LIST OF TASKS:
**A.** Return the passage from the article on World Airways' move to Peachtree City, starting at "- The Washington" and ending at "can be horrendous.".
**B.** Supply the next part of the article on World Airways' move to Peachtree City, picking up after its final sentence.

SOURCE:
********

- The Washington Times - Monday, March 5, 2001

World Airways Inc.'s decision to move from Herndon, Va., to the Atlanta suburb of Peachtree City next month says volumes about the challenges of running an airline business in the Dulles Corridor.
The rent is high, many in the white-collar work force wouldn't even recognize a monkey wrench, and the traffic can be horrendous.
It also says volumes about the charter passenger and cargo plane company's new chairman and chief executive officer, Hollis Harris. He is a no-nonsense turnaround king of airlines who believes that when something is going wrong with a company, the chief executive should make adjustments until things go right.
He explains his plan for the company simply: "The main goal is to make money."
In World Airways' case, that means saving between $800,000 and $900,000 a year by moving to the Atlanta area, marketing harder in the high-growth areas of air freight service and hiring more personnel with experience in the nuts and bolts of airlines.
His colleagues in the airline industry make similar observations about Mr. Harris.
"While he seeks consensus and opinion from his team, Hollis was always someone who knew what he wanted to do," says Doug Port, senior vice president of customer service for Air Canada. "He was never shy in making the call for a company. Fourteen to one are good odds for him."
Mr. Port worked with Mr. Harris to engineer the turnaround of Air Canada in the mid-1990s.
"He helped save Air Canada," Mr. Port says. "We were faced with a half-billion-dollar loss. I remember the day he said, 'It's time for me to stop talking and start meddling.' "
As Mr. Harris sat in his office overlooking Washington Dulles International Airport recently, he confessed during an interview that the luxury of his $25-per-square-foot office was greater than World Airways' budget justified.

********

DATA BLOCK:
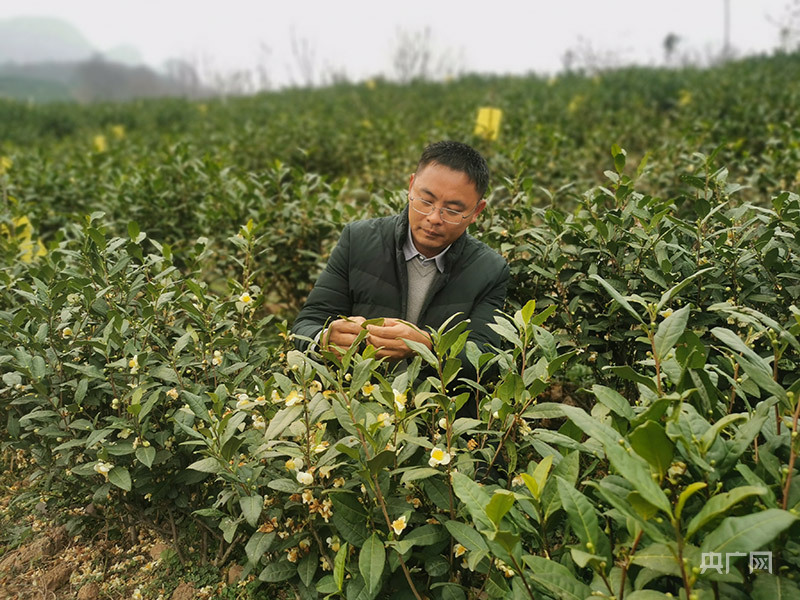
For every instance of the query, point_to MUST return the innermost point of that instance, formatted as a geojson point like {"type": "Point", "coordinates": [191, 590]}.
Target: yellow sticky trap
{"type": "Point", "coordinates": [487, 124]}
{"type": "Point", "coordinates": [24, 237]}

********

ANSWERS TO THE EXERCISES:
**A.**
- The Washington Times - Monday, March 5, 2001

World Airways Inc.'s decision to move from Herndon, Va., to the Atlanta suburb of Peachtree City next month says volumes about the challenges of running an airline business in the Dulles Corridor.
The rent is high, many in the white-collar work force wouldn't even recognize a monkey wrench, and the traffic can be horrendous.

**B.**
"It's a fairly nice headquarters," he says. "We don't need that for a small airline."
His neighbors include America Online and telecommunications companies Sprint and WorldCom.
The second problem with the Washington area is the labor pool, he says. Staff members come and go with the most recent offer of a pay increase. In Atlanta, plenty of former Eastern Airlines and Delta Air Lines employees are available as mechanics, crew schedulers, dispatchers and computer specialists.

A warm reception

Already, before the company has even moved, Atlanta job seekers have come calling. "We have received the applications of almost 200 very well-qualified people," Mr. Harris says.
If Mr. Harris, 69, can turn World Airways around, it will be the third time he has saved an airline from financial disaster.
He learned his trade during 36 years with Delta. In 1987, he rose to become president and second-in-command of the Atlanta-based airline.
Then, in 1990, he surprised everyone with what he calls the toughest decision of his career. Continental Airlines Inc. convinced him to leave Delta to become its chief executive officer and main hope for a rescue from financial collapse.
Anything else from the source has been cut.